- _PROBLEM TO WORK ON_
Copy the lines of the items below verbatim, starting at the line that contains "Localize fingers. Reply" and ending at the line that contains "[58, 388, 145, 468]", with both of those lines included. Give only those lines.

- _Annotated coordinate items_
***

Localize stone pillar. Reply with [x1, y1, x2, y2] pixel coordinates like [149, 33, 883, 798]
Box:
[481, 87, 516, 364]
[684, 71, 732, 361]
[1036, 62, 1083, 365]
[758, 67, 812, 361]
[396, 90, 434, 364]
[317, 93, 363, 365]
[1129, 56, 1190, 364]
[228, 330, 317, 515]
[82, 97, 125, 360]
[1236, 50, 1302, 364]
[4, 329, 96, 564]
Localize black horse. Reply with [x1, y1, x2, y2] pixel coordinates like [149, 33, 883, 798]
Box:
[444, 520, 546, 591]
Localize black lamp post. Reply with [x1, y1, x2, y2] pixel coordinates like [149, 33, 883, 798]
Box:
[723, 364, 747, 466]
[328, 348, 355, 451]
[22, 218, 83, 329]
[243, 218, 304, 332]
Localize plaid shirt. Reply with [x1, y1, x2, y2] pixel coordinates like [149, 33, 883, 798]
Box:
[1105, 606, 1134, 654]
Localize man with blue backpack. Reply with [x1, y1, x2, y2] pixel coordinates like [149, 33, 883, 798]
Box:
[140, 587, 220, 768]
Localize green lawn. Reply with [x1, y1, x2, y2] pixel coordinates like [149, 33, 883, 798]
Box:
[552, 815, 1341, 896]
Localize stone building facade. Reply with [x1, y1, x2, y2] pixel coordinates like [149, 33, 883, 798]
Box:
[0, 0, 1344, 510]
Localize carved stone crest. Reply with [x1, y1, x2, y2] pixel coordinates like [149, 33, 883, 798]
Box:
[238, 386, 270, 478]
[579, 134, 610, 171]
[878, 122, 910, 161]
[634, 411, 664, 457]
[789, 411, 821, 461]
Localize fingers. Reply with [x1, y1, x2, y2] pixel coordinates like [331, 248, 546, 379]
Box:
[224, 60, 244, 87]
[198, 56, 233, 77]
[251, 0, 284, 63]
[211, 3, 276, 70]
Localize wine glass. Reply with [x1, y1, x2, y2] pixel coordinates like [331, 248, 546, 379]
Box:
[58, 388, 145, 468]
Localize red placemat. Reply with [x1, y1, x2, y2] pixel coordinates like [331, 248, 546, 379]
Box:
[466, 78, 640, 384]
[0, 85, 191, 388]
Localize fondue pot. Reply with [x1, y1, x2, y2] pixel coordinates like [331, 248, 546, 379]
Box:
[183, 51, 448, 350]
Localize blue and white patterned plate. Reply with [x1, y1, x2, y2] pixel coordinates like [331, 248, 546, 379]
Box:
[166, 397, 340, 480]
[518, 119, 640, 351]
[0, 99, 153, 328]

***

- _TASK RESPONSE_
Localize fingers. Reply with [x1, y1, x2, y2] pixel coordinates like [331, 248, 546, 379]
Box:
[224, 60, 244, 87]
[198, 56, 233, 77]
[251, 0, 284, 63]
[211, 3, 276, 70]
Localize wine glass. Reply with [x1, y1, x2, y2] pixel coordinates like [331, 248, 546, 379]
Box:
[58, 388, 145, 468]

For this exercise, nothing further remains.